▶ Document:
▬▬▬▬▬▬
Azure Monitor Design Patterns

Tiago Dias Generoso
Dev Genius
Published in
8 min readMar 26, 2024

--

Introduction:

In this article, our primary objective is to illuminate the crucial details essential for crafting a robust monitoring design that maximizes the capabilities of Azure Monitor while adhering to best practices. Whether you’re a seasoned IT professional or a novice, this guide aims to provide actionable insights to bolster your monitoring endeavors.

Foundational Concepts:

Before delving into the depths of monitoring design, let’s first establish some foundational concepts. Just like any monitoring system, Azure Monitor thrives on data from various sources such as metrics and logs.

These data streams serve as the lifeblood, fueling insights, reports, dashboards, detailed analyses, alert responses, and seamless integration with external sources or other Azure components.

Some important components:

Azure Monitor is a comprehensive monitoring solution for Azure resources. It provides insights into the performance, availability, and health of your applications and infrastructure.

Metrics and Logs: Azure Monitor collects metrics and logs from various Azure services, virtual machines, and applications.

Alerts and Dashboards: You can set up alerts based on thresholds, create custom dashboards, and visualize data.

Application Insights: Part of Azure Monitor, it focuses on application performance monitoring (APM) for web applications.

Container Insights: A feature of Azure Monitor that collects and analyzes container logs from Azure Kubernetes clusters or Azure Arc-enabled Kubernetes clusters and their components.
▬▬▬▬▬▬
▶ Records shown:

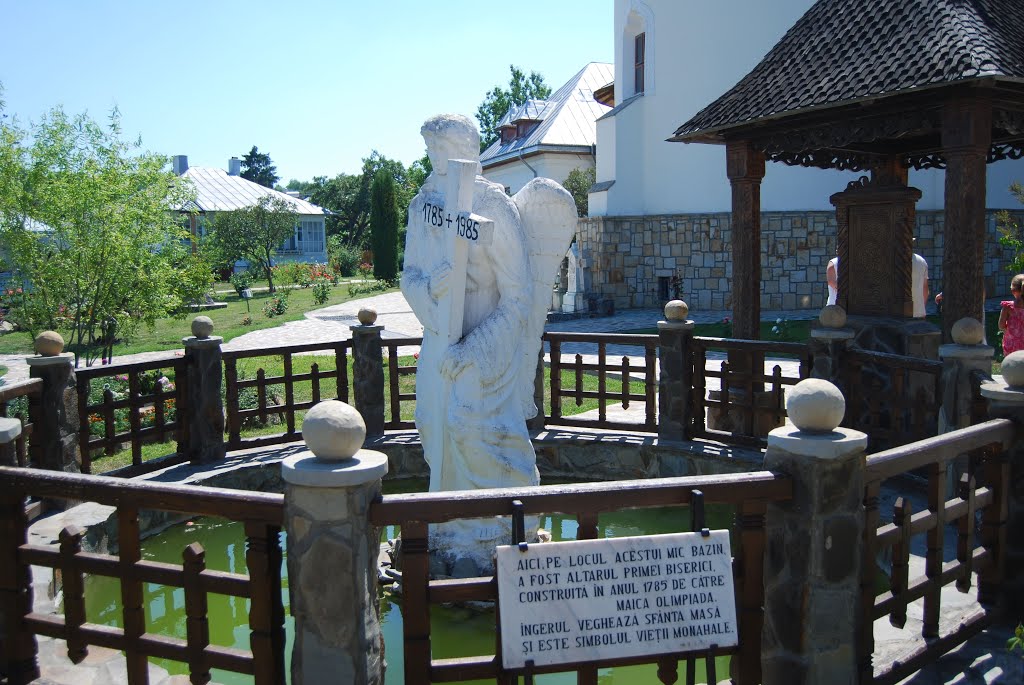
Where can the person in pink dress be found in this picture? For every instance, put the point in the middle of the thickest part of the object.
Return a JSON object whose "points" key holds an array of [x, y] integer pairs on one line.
{"points": [[1012, 317]]}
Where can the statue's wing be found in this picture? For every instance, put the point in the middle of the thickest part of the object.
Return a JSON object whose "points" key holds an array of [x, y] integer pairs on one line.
{"points": [[549, 221]]}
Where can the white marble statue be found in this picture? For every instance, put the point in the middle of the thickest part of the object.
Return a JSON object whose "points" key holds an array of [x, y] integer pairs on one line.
{"points": [[478, 271]]}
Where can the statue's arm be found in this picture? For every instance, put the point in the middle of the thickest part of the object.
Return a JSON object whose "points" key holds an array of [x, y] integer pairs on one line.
{"points": [[494, 345]]}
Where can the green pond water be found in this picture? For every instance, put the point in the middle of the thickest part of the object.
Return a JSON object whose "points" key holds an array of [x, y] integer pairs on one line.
{"points": [[455, 632]]}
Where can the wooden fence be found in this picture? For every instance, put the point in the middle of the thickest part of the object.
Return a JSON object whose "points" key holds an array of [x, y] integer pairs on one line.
{"points": [[146, 412], [748, 493], [262, 515], [983, 486]]}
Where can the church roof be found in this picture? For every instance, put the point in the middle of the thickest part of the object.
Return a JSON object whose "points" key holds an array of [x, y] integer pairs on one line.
{"points": [[566, 118], [216, 190], [844, 51]]}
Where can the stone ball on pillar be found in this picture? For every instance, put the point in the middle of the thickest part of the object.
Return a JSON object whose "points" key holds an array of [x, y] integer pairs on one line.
{"points": [[676, 310], [202, 327], [815, 405], [333, 431], [968, 331], [367, 315], [833, 316], [48, 343], [1013, 370]]}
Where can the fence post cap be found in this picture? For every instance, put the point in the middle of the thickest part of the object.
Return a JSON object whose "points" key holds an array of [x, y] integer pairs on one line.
{"points": [[9, 429], [307, 471]]}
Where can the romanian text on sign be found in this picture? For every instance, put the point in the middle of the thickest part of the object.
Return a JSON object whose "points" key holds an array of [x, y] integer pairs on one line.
{"points": [[603, 599]]}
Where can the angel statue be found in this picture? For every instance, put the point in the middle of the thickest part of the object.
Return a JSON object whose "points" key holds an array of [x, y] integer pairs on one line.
{"points": [[479, 267]]}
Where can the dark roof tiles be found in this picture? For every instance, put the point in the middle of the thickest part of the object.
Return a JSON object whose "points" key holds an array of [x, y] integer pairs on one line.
{"points": [[846, 50]]}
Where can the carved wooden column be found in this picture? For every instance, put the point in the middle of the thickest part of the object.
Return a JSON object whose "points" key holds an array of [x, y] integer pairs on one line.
{"points": [[967, 131], [745, 168]]}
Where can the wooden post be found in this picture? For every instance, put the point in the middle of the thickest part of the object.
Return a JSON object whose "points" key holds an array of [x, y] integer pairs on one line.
{"points": [[967, 131]]}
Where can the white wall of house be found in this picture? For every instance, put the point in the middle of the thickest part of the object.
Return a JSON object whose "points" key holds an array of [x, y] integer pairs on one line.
{"points": [[548, 165], [695, 51]]}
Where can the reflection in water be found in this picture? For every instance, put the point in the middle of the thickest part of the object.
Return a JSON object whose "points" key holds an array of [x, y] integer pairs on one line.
{"points": [[456, 631]]}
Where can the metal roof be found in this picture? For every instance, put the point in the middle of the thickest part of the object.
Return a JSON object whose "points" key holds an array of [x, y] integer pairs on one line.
{"points": [[848, 50], [567, 118], [216, 190]]}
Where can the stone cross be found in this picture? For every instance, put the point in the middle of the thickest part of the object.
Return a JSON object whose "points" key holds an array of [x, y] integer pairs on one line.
{"points": [[462, 227]]}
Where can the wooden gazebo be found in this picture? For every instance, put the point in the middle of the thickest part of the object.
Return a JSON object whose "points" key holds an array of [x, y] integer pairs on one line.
▬▬▬▬▬▬
▶ Instructions:
1. Answer these questions from the Azure Monitor article.
(a) What two kinds of data does the article say Azure Monitor thrives on?
(b) What does Application Insights focus on?
(c) From which clusters does Container Insights collect and analyze container logs?
2. Echo the stretch of the Azure Monitor article from "These data streams" through "and visualize data.".

▶ Answers to the exercise:
1.
(a) Metrics and logs.
(b) Application performance monitoring (APM) for web applications.
(c) Azure Kubernetes clusters or Azure Arc-enabled Kubernetes clusters and their components.

2.
These data streams serve as the lifeblood, fueling insights, reports, dashboards, detailed analyses, alert responses, and seamless integration with external sources or other Azure components.

Some important components:

Azure Monitor is a comprehensive monitoring solution for Azure resources. It provides insights into the performance, availability, and health of your applications and infrastructure.

Metrics and Logs: Azure Monitor collects metrics and logs from various Azure services, virtual machines, and applications.

Alerts and Dashboards: You can set up alerts based on thresholds, create custom dashboards, and visualize data.